WRITTEN PROBLEM
Reproduce verbatim the portion of the data that begins with the line containing "like [[26, 235]]." and ends with the line containing "[[235, 267]]", including both of those lines.

[Dataset items]
※ ※ ※
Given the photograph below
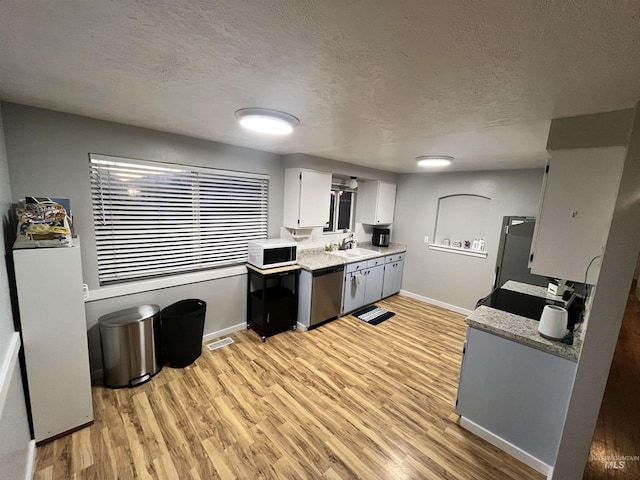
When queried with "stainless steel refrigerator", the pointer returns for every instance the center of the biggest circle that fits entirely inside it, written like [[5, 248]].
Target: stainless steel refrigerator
[[513, 253]]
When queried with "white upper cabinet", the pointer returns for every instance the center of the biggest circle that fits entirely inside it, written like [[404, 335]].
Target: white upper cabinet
[[307, 194], [578, 198], [376, 202]]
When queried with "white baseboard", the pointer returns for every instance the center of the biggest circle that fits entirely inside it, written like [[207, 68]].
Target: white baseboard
[[502, 444], [31, 460], [437, 303], [224, 331]]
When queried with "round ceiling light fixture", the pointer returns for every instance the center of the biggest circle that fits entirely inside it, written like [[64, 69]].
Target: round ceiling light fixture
[[434, 160], [265, 120]]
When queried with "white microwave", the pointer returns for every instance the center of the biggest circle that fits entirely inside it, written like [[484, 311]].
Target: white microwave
[[272, 253]]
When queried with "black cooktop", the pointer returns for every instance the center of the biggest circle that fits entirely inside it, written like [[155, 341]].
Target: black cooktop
[[529, 306]]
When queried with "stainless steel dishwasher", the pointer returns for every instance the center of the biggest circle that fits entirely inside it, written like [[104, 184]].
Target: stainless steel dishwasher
[[326, 294]]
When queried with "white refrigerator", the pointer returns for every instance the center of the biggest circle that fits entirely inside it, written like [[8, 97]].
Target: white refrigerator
[[54, 334]]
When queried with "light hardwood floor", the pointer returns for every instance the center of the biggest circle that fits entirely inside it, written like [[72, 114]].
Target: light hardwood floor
[[346, 400]]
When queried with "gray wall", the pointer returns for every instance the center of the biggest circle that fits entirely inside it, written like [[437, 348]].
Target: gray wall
[[449, 278], [48, 156], [14, 429], [604, 320]]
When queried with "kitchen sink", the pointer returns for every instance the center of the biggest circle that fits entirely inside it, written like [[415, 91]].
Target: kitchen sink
[[354, 253]]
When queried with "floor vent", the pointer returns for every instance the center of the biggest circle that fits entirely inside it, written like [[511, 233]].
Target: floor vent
[[219, 343]]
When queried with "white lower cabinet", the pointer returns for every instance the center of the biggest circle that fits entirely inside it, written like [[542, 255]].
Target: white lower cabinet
[[353, 286], [373, 285], [393, 268], [362, 284], [515, 392]]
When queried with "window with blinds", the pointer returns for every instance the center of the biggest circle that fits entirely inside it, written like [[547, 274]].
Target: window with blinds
[[154, 219]]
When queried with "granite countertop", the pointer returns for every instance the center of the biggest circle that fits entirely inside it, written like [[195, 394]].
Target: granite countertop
[[522, 330], [316, 258]]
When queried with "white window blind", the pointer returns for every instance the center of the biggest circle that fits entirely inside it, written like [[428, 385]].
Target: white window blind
[[155, 218]]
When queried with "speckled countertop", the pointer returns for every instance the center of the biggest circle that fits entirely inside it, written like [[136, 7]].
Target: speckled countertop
[[522, 330], [316, 258]]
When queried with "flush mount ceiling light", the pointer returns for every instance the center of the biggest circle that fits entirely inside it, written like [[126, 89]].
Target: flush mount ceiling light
[[265, 120], [434, 160]]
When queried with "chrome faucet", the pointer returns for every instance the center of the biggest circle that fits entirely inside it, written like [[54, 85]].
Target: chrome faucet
[[346, 244]]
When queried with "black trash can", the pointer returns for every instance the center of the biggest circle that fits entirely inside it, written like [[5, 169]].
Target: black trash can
[[182, 329]]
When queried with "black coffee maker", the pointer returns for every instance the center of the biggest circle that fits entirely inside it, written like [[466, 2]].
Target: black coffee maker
[[381, 237]]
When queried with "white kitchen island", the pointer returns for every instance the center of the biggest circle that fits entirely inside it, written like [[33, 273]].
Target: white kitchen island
[[515, 385]]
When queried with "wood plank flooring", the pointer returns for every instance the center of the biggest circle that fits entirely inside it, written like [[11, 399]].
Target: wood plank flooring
[[618, 429], [346, 400]]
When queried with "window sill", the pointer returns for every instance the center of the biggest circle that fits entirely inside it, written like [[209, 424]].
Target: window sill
[[165, 282], [459, 251]]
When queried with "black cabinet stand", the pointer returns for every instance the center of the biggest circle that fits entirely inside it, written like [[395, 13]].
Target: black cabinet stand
[[272, 299]]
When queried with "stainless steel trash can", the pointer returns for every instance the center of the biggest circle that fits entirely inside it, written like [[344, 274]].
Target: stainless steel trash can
[[130, 342]]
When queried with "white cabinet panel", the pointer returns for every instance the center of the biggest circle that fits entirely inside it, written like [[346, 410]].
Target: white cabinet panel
[[392, 277], [373, 285], [353, 291], [362, 286], [516, 392], [54, 331], [576, 209], [307, 194], [376, 202]]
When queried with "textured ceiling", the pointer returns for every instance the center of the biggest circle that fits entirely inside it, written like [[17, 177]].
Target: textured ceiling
[[373, 82]]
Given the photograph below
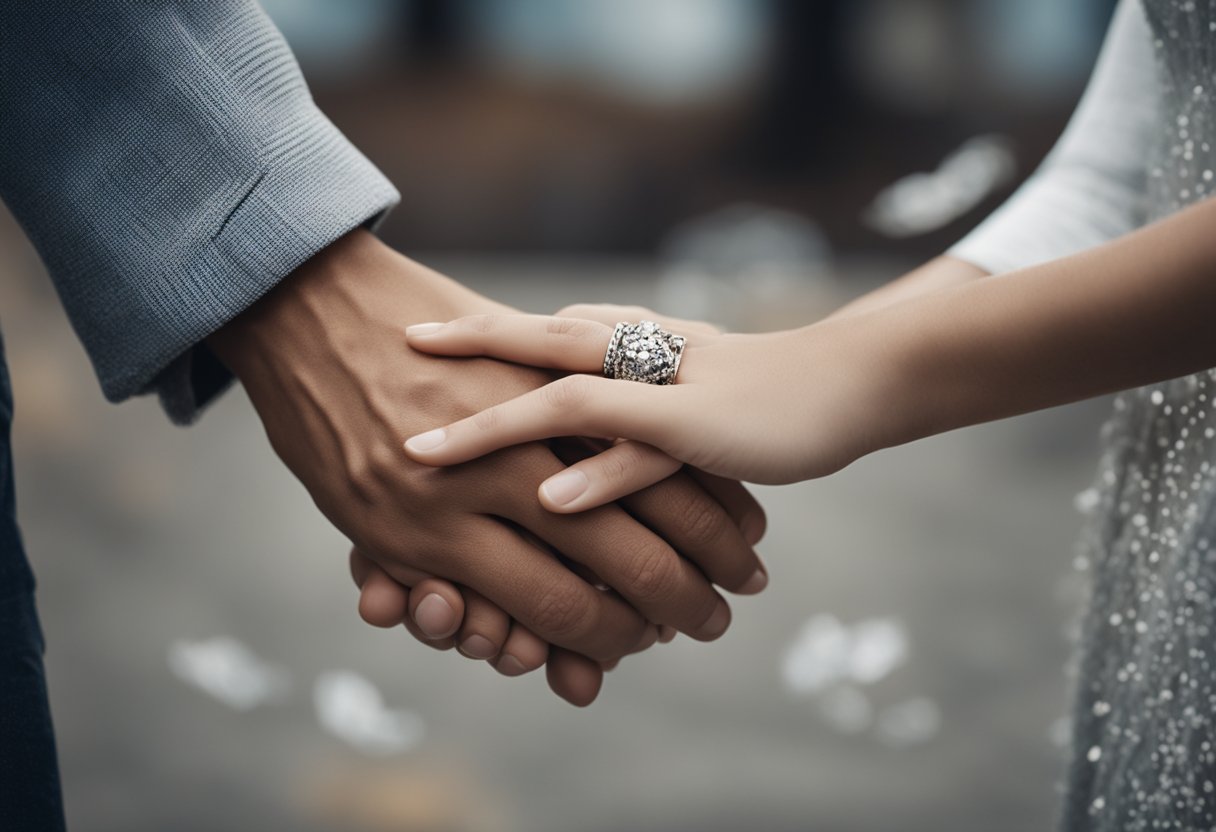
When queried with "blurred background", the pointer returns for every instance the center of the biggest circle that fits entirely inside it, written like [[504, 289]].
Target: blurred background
[[752, 162]]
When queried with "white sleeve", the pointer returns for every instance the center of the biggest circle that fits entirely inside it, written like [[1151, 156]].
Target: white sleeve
[[1092, 186]]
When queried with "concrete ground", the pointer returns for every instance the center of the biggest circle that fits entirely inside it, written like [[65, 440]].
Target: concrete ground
[[144, 534]]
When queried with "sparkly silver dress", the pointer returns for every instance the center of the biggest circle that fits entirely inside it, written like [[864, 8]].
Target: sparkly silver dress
[[1138, 149]]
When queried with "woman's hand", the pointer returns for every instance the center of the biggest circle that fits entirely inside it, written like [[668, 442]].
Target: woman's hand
[[773, 408]]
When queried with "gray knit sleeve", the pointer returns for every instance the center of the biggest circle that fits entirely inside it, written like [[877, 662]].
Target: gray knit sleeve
[[168, 163], [1092, 186]]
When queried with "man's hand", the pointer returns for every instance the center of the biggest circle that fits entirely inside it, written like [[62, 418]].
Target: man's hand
[[324, 361]]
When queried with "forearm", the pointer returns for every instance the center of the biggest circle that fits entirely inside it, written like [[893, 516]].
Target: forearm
[[1130, 313], [940, 273]]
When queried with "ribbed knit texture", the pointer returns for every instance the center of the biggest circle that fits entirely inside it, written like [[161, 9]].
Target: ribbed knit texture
[[169, 164]]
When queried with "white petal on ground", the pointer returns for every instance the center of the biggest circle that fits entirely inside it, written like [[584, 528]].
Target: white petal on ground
[[1086, 501], [925, 202], [350, 707], [878, 647], [229, 670], [910, 724], [827, 652]]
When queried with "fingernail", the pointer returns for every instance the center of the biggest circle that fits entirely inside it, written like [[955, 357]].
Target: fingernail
[[752, 527], [435, 617], [478, 647], [563, 488], [508, 665], [428, 440], [755, 583], [718, 622]]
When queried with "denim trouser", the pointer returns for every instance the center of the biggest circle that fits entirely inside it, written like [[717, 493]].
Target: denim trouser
[[29, 777]]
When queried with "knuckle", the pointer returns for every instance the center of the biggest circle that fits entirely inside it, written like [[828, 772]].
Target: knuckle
[[652, 574], [572, 329], [558, 613], [581, 310], [478, 324], [618, 464], [702, 523], [488, 420], [566, 394]]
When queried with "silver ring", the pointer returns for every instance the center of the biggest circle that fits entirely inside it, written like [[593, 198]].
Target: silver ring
[[643, 352]]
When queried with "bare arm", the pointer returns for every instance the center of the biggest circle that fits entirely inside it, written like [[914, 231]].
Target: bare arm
[[940, 273], [793, 405]]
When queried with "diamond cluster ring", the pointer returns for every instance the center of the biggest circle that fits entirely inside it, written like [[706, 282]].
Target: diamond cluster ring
[[643, 353]]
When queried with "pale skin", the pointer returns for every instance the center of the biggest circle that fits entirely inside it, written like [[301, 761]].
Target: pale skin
[[930, 353], [324, 363]]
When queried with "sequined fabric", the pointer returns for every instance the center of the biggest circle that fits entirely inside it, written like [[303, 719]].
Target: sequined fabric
[[1144, 723]]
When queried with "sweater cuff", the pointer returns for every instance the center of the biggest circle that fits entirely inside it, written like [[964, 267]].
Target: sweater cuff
[[290, 212]]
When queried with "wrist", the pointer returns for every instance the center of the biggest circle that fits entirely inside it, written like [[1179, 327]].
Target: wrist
[[354, 287]]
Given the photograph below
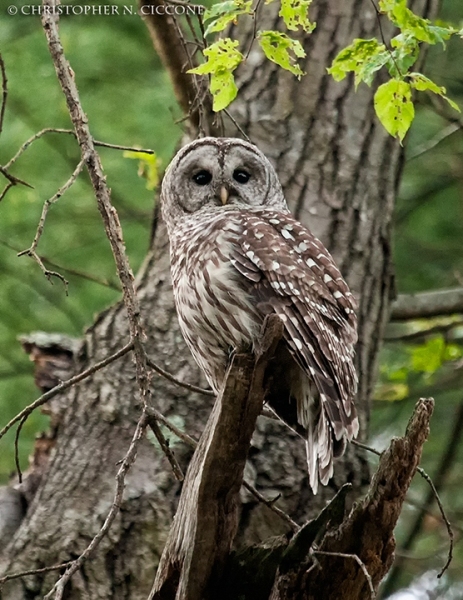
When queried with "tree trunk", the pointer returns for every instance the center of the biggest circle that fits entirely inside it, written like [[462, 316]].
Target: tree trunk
[[340, 171]]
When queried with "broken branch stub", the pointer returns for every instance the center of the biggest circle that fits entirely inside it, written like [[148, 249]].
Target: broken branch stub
[[205, 524]]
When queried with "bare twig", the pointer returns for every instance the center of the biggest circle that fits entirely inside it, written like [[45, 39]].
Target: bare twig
[[360, 563], [237, 125], [46, 207], [171, 51], [104, 282], [13, 179], [47, 130], [445, 462], [448, 525], [383, 38], [4, 92], [64, 386], [5, 190], [58, 589], [154, 425], [16, 448], [21, 574], [168, 376]]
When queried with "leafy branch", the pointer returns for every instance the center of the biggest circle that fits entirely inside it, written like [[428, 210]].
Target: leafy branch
[[393, 99]]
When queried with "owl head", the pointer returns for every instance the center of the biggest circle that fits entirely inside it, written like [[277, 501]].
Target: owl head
[[219, 174]]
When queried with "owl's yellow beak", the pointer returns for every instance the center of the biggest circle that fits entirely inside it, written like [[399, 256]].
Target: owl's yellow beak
[[224, 194]]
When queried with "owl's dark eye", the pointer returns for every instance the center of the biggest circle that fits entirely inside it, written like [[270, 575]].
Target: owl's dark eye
[[241, 176], [202, 177]]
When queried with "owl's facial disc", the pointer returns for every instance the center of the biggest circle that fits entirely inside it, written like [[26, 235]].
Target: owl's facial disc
[[217, 173]]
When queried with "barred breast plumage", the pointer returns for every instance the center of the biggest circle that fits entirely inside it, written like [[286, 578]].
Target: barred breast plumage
[[237, 255]]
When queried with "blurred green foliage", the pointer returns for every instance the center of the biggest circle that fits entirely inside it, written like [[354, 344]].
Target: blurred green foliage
[[129, 101]]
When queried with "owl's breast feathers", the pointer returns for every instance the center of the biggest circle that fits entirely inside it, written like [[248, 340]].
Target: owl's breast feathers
[[235, 267]]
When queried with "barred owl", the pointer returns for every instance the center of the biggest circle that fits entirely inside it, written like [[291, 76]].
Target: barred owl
[[238, 255]]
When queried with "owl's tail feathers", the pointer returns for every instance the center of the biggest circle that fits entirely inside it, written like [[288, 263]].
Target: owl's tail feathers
[[323, 446]]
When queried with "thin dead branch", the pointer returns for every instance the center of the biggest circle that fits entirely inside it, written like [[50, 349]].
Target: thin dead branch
[[31, 251], [21, 574], [170, 377], [193, 444], [4, 92], [47, 130], [57, 591], [64, 386]]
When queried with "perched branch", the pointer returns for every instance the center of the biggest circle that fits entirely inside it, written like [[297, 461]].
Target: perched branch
[[427, 304], [205, 524], [251, 489]]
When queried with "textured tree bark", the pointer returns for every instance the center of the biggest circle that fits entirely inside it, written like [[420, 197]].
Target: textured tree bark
[[340, 172]]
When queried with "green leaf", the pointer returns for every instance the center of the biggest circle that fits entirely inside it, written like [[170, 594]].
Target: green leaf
[[428, 357], [392, 392], [422, 83], [282, 50], [295, 14], [222, 59], [394, 107], [362, 57], [408, 22], [148, 167], [224, 13], [404, 54]]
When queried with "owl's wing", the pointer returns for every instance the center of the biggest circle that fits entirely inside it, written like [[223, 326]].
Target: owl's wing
[[292, 274]]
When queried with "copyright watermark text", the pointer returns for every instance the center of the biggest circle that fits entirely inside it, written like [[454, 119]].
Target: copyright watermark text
[[104, 10]]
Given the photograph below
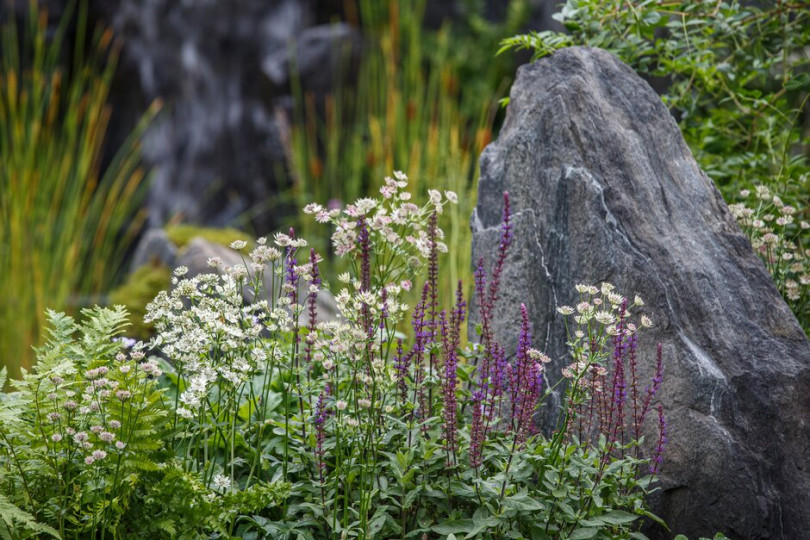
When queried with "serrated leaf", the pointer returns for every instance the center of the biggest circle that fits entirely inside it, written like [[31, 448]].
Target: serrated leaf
[[456, 526], [584, 533]]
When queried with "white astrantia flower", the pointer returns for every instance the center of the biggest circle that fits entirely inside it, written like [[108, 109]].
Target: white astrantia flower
[[220, 482]]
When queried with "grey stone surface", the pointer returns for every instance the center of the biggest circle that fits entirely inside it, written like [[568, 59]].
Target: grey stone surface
[[195, 257], [154, 248], [605, 189]]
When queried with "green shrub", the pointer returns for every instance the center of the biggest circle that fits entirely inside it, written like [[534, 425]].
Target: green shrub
[[260, 425], [737, 78], [137, 291]]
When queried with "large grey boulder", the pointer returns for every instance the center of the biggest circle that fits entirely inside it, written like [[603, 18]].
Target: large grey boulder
[[605, 189]]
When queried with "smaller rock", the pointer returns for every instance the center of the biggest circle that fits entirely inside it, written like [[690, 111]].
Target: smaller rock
[[317, 54], [156, 249], [195, 257]]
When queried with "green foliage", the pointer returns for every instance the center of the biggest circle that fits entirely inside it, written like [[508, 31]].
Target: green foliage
[[359, 434], [422, 100], [20, 524], [137, 291], [261, 422], [718, 536], [737, 79], [181, 235], [64, 223], [776, 237], [80, 428]]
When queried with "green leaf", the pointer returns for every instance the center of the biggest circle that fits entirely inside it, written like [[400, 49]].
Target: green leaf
[[618, 517], [456, 526], [798, 82], [522, 503]]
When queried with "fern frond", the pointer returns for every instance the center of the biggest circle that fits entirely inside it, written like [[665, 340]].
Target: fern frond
[[19, 521]]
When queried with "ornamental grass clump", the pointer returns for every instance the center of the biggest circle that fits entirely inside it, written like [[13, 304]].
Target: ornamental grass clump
[[264, 419]]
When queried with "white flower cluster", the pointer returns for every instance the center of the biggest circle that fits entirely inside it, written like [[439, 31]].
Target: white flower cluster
[[772, 228], [207, 332], [602, 304], [392, 220]]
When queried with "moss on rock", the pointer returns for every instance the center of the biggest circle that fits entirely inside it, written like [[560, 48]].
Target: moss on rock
[[138, 290], [181, 235]]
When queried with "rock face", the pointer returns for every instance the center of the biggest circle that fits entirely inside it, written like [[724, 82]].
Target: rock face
[[604, 188]]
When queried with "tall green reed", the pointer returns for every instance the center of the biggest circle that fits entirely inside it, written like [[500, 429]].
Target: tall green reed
[[64, 222], [406, 110]]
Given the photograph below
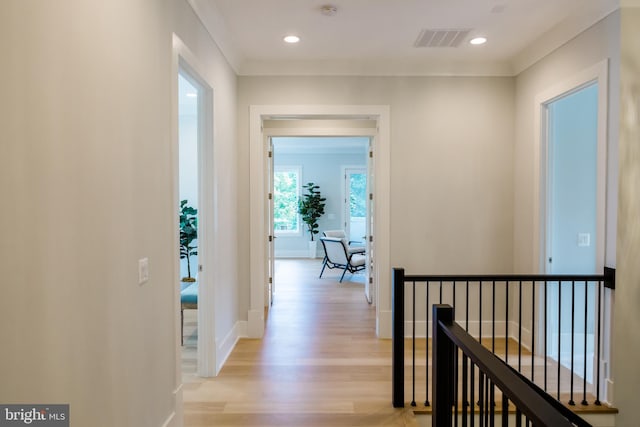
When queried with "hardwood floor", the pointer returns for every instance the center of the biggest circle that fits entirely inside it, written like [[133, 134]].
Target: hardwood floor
[[319, 364]]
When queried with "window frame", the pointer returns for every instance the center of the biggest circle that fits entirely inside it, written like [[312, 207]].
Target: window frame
[[297, 169]]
※ ※ ※
EXERCISE ANSWER
When queried with "owl's facial disc", the pointer returns for every instance the center of the biggest circle that fits entirely inside it, written like [[26, 235]].
Target: owl's facial disc
[[217, 173]]
When queried with "barred breast plumage", the pointer returns for every instance the center of the biggest circle that fits entirely inside it, written like [[286, 578]].
Target: barred breast plumage
[[237, 255]]
When queried with "blurred green foliage", the pointer returns for every instance the center of the biggest circle that fits entirely inside it, written like [[354, 344]].
Target: blurred green foliage
[[129, 101]]
When queried with "owl's breast feathers", the pointer returns for every instance the center of the biggest circle that fits entirely inside it, written like [[248, 340]].
Target: owl's breast feathers
[[235, 267]]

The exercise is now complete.